* _Required task_
Please reproduce the lines of the material below word for word, starting with the line that contains "Annotation sprint — target object: wooden" and going on through the line that contains "602,756,713,896", with both of those lines included.

* _Material shown_
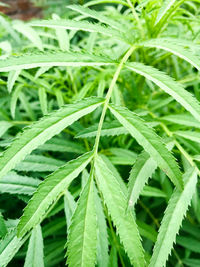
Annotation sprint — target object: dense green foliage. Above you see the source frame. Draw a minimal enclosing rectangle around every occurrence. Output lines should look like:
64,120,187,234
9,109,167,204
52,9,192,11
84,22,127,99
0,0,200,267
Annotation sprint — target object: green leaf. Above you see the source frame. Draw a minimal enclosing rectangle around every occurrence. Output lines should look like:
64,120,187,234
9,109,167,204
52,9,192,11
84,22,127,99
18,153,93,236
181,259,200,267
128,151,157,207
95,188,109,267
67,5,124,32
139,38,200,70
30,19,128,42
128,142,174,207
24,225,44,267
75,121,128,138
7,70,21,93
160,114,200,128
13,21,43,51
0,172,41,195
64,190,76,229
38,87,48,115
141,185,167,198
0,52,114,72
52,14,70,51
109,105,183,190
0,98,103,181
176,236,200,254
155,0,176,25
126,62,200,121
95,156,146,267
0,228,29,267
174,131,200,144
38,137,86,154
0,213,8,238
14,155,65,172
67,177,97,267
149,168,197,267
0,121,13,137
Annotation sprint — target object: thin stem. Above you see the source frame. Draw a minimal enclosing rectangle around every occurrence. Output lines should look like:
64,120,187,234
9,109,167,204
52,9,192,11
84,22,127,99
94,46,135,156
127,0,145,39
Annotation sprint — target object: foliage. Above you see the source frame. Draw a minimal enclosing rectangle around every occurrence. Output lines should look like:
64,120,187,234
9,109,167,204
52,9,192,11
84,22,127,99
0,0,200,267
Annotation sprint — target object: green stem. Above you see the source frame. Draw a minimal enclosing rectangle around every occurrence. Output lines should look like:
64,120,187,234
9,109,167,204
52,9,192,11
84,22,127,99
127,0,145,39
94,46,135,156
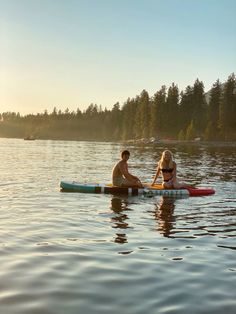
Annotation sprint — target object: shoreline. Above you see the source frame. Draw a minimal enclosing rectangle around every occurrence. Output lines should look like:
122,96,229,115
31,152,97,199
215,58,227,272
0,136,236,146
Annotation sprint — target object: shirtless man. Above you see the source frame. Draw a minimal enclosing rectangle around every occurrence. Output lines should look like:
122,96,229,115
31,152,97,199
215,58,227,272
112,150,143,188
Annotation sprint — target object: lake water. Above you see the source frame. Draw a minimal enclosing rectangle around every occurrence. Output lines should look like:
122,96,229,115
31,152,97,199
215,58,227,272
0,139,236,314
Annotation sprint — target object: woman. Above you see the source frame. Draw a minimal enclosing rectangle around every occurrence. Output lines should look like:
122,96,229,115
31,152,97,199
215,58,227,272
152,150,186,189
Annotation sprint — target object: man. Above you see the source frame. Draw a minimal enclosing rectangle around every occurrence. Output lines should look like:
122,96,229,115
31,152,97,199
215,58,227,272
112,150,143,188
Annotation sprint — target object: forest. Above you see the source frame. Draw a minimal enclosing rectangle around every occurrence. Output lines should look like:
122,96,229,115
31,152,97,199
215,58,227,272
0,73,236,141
...
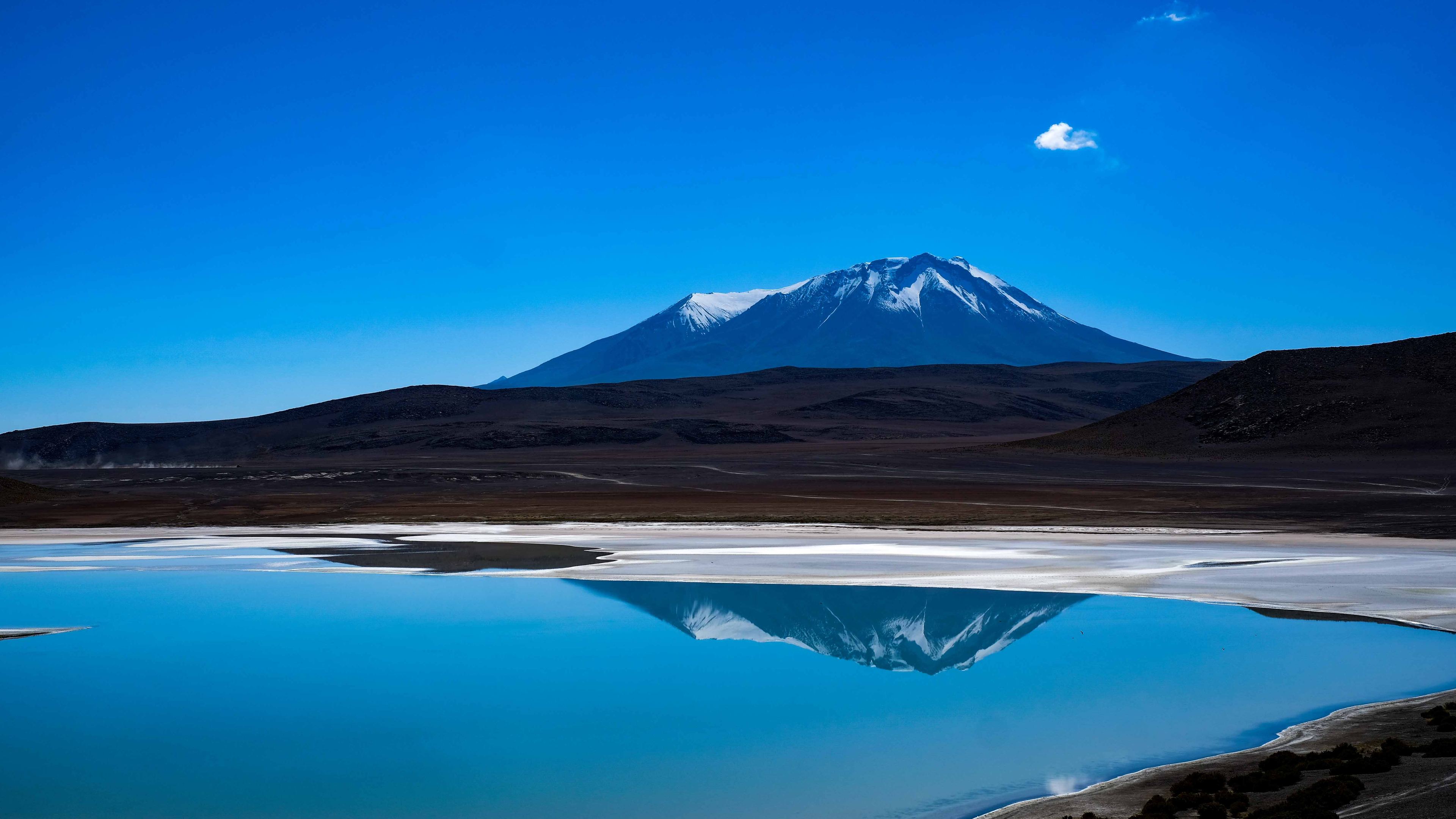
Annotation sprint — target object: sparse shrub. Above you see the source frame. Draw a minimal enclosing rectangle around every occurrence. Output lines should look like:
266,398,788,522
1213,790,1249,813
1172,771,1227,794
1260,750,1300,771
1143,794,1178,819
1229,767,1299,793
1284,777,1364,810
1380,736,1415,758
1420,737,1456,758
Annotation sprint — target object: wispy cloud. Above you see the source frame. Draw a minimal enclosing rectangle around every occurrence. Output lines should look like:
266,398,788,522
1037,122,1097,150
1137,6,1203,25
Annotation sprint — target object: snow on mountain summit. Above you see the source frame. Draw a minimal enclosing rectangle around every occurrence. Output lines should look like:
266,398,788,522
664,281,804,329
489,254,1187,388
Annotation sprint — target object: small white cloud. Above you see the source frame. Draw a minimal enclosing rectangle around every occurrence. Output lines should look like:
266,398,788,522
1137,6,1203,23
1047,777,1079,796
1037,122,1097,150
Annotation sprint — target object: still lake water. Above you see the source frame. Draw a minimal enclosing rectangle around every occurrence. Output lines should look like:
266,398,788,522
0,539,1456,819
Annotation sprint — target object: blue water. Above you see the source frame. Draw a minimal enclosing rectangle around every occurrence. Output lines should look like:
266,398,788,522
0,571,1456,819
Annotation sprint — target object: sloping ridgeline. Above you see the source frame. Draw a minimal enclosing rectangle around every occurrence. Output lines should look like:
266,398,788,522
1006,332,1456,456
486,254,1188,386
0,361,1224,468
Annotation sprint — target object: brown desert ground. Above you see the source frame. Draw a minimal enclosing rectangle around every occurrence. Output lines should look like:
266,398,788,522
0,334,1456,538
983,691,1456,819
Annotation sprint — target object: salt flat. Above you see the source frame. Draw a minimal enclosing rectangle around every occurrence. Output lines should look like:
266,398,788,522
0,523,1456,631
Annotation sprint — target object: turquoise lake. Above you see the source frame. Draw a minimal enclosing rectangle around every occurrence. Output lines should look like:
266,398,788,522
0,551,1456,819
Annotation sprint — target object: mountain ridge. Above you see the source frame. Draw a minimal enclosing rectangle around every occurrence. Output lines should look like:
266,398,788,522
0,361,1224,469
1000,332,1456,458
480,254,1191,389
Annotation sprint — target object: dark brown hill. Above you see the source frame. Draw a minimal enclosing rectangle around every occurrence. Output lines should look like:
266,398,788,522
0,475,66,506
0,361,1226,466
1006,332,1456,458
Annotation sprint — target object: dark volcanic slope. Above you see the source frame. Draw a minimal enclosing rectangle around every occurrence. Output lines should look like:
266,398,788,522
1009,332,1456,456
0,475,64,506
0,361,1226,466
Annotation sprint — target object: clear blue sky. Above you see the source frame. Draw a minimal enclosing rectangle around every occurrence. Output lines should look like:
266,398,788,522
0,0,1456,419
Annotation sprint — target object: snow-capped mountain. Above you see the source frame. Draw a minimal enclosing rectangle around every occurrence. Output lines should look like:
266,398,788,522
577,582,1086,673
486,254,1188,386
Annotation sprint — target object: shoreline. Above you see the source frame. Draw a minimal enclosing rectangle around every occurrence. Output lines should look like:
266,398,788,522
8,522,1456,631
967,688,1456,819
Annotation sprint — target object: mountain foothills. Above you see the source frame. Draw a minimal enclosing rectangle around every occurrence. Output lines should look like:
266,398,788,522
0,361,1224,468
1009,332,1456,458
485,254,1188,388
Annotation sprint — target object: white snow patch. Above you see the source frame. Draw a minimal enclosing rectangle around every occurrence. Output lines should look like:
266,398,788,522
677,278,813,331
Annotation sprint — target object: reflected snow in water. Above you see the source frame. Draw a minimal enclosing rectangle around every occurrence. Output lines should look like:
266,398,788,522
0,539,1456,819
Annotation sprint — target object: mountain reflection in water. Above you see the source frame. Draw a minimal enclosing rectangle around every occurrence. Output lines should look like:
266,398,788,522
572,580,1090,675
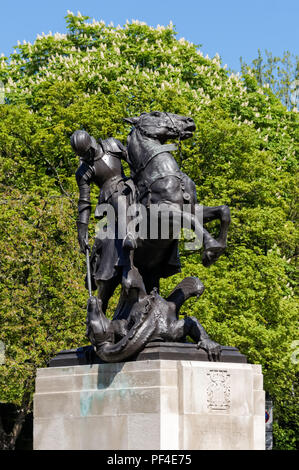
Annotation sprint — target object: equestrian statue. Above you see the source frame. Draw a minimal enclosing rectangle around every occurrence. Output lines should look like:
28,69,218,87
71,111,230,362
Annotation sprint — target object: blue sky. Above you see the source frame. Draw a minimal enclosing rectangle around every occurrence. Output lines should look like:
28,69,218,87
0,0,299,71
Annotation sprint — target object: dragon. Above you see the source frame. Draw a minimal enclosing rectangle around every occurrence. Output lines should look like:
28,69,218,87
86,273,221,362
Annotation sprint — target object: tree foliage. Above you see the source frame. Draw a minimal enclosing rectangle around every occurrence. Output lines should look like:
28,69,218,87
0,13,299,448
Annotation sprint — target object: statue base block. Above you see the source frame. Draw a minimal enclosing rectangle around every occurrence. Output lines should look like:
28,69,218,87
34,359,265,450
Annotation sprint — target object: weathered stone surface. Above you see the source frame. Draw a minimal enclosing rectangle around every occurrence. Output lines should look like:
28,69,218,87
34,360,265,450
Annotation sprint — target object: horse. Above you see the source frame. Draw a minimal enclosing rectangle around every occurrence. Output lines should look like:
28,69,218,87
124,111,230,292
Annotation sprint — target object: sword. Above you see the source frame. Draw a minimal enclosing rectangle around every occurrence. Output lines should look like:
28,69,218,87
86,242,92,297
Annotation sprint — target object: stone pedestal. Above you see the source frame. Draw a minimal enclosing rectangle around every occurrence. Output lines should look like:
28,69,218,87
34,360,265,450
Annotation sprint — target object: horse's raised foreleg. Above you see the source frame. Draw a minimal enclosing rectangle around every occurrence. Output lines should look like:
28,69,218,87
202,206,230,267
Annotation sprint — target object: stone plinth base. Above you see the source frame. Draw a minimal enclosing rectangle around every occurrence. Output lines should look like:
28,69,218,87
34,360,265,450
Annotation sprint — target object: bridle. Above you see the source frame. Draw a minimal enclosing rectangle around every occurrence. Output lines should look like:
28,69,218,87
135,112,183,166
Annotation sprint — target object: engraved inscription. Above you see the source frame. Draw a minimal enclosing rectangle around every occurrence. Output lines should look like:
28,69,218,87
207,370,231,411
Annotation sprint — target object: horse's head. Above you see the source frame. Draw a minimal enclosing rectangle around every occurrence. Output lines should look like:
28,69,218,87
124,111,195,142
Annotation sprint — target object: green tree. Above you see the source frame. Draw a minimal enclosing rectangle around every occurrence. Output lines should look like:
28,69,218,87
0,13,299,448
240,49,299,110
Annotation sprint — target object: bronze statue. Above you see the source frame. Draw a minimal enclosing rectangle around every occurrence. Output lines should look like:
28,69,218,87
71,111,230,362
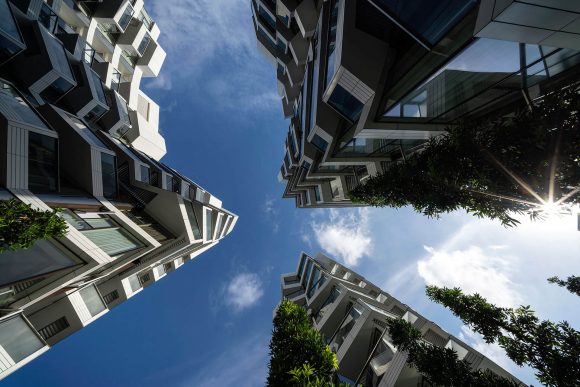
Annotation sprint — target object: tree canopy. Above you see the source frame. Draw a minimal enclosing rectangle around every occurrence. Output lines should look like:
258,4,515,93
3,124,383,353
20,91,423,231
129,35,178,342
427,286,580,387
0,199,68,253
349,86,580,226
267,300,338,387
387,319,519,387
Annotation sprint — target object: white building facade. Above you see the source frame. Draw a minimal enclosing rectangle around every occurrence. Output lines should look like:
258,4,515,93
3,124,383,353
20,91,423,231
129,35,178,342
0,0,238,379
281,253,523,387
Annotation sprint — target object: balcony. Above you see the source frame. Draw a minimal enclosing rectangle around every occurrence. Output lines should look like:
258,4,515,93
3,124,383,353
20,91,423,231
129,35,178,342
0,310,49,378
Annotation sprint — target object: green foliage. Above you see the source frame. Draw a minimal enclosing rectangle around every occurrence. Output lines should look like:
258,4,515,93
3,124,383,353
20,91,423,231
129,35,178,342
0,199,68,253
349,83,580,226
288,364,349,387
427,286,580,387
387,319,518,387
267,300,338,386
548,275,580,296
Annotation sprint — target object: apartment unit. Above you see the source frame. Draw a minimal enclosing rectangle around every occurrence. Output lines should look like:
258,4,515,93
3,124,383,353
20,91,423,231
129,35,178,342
---
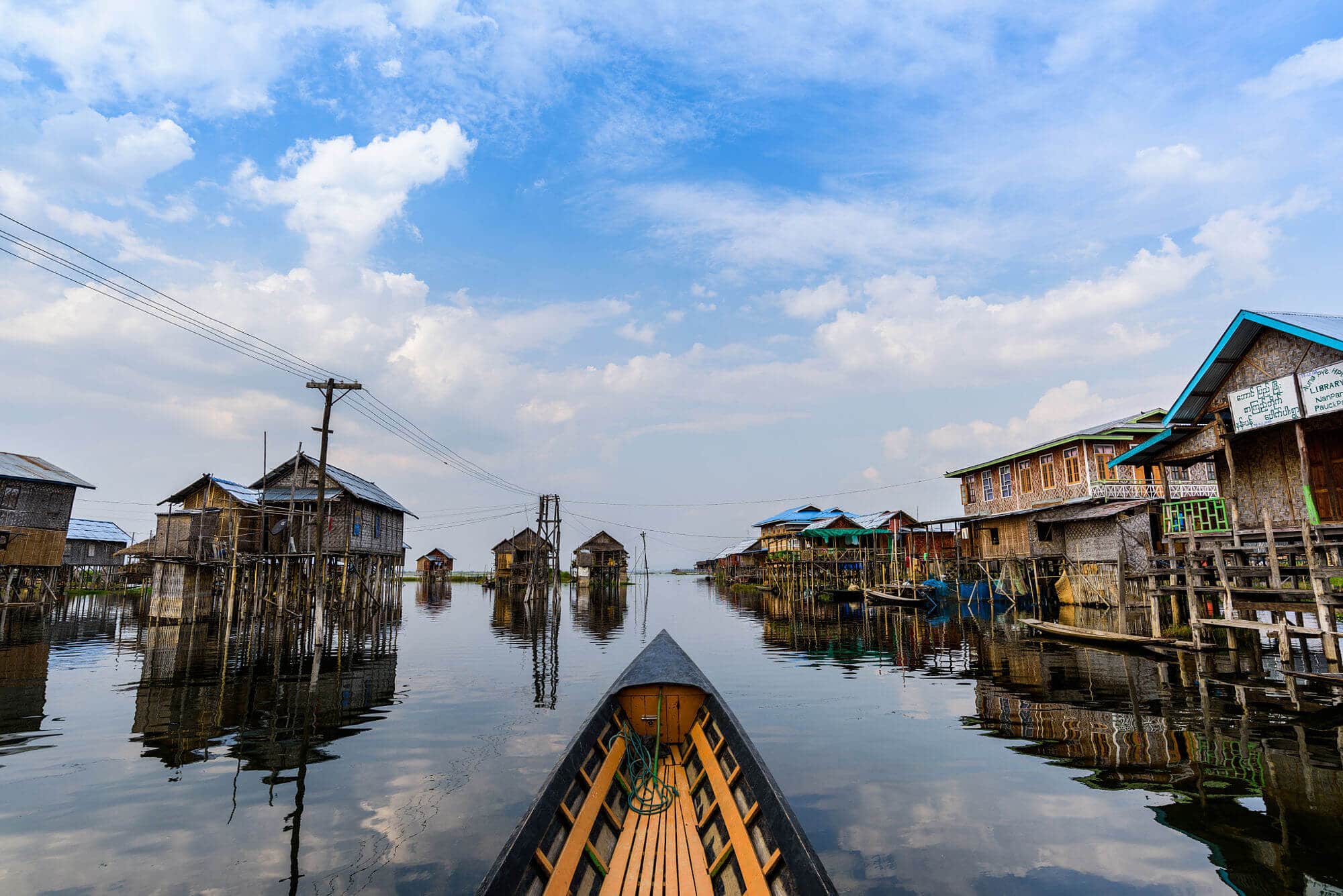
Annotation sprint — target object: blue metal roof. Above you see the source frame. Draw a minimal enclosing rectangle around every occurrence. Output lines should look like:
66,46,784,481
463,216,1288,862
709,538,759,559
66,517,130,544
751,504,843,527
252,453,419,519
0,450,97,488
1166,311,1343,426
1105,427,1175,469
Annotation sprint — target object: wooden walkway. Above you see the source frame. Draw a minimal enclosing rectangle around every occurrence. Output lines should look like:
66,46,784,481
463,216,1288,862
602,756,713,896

* _Solution for this problem_
Annotation sprint — target object: wooden walkway. Above you see the source frame. Draw a minimal enclosing rectangle around every occurrence. Output lines should look like:
66,46,784,481
463,216,1288,862
602,756,713,896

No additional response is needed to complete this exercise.